__WORK TO COMPLETE__: Going down the listing below, print exactly each line from the one with "Shelf audit: locate every instance of the black pannier" up to and including the one with "Shelf audit: locate every instance of the square", and skip the rest.

__EXERCISE MATERIAL__:
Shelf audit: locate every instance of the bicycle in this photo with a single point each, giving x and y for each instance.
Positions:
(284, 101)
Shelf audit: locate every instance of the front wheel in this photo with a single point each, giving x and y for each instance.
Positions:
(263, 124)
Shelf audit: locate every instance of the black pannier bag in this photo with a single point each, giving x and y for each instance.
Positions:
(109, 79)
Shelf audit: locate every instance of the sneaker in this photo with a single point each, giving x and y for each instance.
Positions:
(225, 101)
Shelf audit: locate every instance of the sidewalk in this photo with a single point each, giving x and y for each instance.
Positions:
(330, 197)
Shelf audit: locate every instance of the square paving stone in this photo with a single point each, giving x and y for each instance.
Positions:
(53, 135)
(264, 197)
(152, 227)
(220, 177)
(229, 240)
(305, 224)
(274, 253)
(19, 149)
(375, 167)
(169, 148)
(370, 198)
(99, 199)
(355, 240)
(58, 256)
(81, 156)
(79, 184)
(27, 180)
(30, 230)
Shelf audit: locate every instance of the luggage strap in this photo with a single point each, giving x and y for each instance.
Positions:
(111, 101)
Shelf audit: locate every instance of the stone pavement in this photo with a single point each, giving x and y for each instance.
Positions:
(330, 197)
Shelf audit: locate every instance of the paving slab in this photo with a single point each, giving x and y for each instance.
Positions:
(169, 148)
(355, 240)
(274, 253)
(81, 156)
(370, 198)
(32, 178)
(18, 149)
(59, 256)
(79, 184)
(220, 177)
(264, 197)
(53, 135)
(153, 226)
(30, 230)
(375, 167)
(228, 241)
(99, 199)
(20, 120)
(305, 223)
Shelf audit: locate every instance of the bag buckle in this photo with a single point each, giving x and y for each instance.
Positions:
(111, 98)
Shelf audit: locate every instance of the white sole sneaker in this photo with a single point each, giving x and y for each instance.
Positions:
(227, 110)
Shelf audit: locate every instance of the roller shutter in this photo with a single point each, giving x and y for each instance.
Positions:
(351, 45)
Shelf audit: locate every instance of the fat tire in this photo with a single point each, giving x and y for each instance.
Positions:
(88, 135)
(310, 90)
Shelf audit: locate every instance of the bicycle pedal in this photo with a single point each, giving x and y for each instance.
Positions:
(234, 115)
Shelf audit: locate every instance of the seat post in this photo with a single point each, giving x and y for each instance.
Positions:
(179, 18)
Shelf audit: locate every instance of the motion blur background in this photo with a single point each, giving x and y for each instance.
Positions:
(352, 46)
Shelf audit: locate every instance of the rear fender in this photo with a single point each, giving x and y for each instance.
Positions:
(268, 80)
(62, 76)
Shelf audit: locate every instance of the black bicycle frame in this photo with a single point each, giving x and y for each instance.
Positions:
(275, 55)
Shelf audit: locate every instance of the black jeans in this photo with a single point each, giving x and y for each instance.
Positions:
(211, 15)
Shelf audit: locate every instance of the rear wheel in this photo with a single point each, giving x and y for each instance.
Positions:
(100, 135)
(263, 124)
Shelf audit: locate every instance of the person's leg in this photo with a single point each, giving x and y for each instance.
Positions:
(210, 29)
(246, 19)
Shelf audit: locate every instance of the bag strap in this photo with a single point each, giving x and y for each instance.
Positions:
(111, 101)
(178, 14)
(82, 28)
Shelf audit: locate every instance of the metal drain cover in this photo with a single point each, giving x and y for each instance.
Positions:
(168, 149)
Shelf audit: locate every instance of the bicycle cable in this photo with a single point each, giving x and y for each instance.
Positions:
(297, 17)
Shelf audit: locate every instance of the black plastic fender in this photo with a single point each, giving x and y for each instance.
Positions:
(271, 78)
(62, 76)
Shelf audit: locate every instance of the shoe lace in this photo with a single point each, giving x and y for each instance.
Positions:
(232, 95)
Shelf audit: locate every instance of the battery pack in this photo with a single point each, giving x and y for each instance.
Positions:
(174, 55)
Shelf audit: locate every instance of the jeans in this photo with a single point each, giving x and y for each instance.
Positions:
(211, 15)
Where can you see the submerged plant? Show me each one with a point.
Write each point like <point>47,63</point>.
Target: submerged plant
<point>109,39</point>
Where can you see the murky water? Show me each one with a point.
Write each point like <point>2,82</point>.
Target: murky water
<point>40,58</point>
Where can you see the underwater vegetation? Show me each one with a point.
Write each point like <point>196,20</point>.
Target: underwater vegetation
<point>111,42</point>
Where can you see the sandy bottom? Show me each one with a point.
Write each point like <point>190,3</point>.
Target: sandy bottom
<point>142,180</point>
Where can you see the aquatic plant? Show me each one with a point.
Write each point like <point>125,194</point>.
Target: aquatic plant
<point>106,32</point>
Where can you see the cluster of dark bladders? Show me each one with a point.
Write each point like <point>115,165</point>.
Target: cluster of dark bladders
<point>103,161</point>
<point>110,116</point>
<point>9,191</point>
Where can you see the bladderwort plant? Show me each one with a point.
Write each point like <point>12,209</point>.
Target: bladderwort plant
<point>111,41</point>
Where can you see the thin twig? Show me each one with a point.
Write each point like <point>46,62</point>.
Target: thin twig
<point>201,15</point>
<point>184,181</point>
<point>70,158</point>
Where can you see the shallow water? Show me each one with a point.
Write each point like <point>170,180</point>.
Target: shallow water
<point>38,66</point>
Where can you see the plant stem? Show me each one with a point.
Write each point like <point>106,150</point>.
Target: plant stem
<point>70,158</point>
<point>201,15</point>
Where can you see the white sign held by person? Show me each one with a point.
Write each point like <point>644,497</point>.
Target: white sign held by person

__RESPONSE TO THE EXERCISE__:
Shelf audit: locate every instance of the black pannier bag in this photo with a single point each, giving x and y for each instance.
Positions:
(109, 79)
Shelf audit: locate every instance of the sneaker in this photo with a single point each, giving x and y for each instance.
Positions:
(225, 101)
Shelf audit: locate every instance of the sidewalk in this photo with a single point each, giving x and y for each instance.
Positions:
(330, 197)
Shelf audit: locate every instance of the square paving stone in this photo with a single point each, giving x and y for each instance.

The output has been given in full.